▶ _Source text_
#####

I tried running a script like this:
def main():
# Initialize Spark Session with Hive support
spark = SparkSession.builder
.appName("Read Hive Data")
.config("spark.sql.warehouse.dir", "file:///usr/local/hive/warehouse")
.enableHiveSupport()
.getOrCreate()
# Read the table
table_df = spark.sql('SELECT * FROM default.XYZ')
table_df.show()
and it all works fine, it seems the configuration works.
But when I create a separate function in a separate script:
def func1(spark: SparkSession) -> None:
# Read the table
table_df = spark.sql('SELECT * FROM default.XYZ')
table_df.show()
In main then I do:
from script import register_cte_from_hive
spark = SparkSession.builder
.appName("Read Hive Data")
.config("spark.sql.warehouse.dir", "file:///usr/local/hive/warehouse")
.enableHiveSupport()
.getOrCreate()
func1(spark)
And surprisingly, I get:
pyspark.errors.exceptions.captured.AnalysisException: [TABLE_OR_VIEW_NOT_FOUND] The table or view XYZ cannot be found. Verify the spelling and correctness of the schema and catalog.
If you did not qualify the name with a schema, verify the current_schema() output, or qualify the name with the correct schema and catalog.
I verified that I operate on the same venv, in the same project, I don’t understand why spark would find the table without a problem in one script, and not see it in another.
Thanks

#####

▶ _Short task A_
Repeat the stretch of the Spark post from "In main then" through "the schema and catalog.".
▶ _Short task B_
In the Spark post, what value is assigned to the "spark.sql.warehouse.dir" configuration setting?
These entries were taken from a different source than the Spark post.

Entries from a pointing dataset:
#####

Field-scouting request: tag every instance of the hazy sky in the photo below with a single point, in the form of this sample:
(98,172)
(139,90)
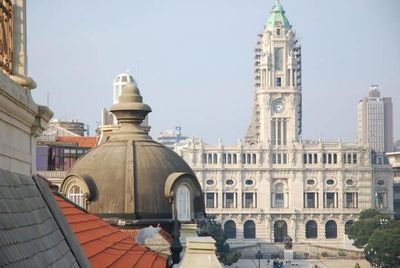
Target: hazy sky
(193,60)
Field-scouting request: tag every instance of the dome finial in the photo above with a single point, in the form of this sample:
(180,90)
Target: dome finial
(130,110)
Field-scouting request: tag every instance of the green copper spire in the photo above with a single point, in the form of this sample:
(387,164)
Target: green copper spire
(277,15)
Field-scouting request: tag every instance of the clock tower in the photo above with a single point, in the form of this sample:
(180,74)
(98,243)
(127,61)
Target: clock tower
(276,117)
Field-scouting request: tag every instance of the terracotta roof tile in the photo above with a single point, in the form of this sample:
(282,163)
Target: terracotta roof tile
(86,142)
(105,245)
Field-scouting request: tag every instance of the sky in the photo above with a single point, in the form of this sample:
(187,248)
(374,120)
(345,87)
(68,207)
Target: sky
(193,60)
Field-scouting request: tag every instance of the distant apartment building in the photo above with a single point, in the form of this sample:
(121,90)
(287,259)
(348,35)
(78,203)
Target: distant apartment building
(59,146)
(394,160)
(274,184)
(375,121)
(170,138)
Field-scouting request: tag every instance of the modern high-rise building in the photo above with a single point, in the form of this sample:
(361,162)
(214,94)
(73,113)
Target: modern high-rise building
(274,184)
(375,121)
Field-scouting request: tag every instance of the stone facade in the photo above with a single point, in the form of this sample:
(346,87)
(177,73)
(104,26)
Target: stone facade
(21,119)
(375,121)
(275,184)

#####

▶ _Final result A_
In main then I do:
from script import register_cte_from_hive
spark = SparkSession.builder
.appName("Read Hive Data")
.config("spark.sql.warehouse.dir", "file:///usr/local/hive/warehouse")
.enableHiveSupport()
.getOrCreate()
func1(spark)
And surprisingly, I get:
pyspark.errors.exceptions.captured.AnalysisException: [TABLE_OR_VIEW_NOT_FOUND] The table or view XYZ cannot be found. Verify the spelling and correctness of the schema and catalog.

▶ _Final result B_
file:///usr/local/hive/warehouse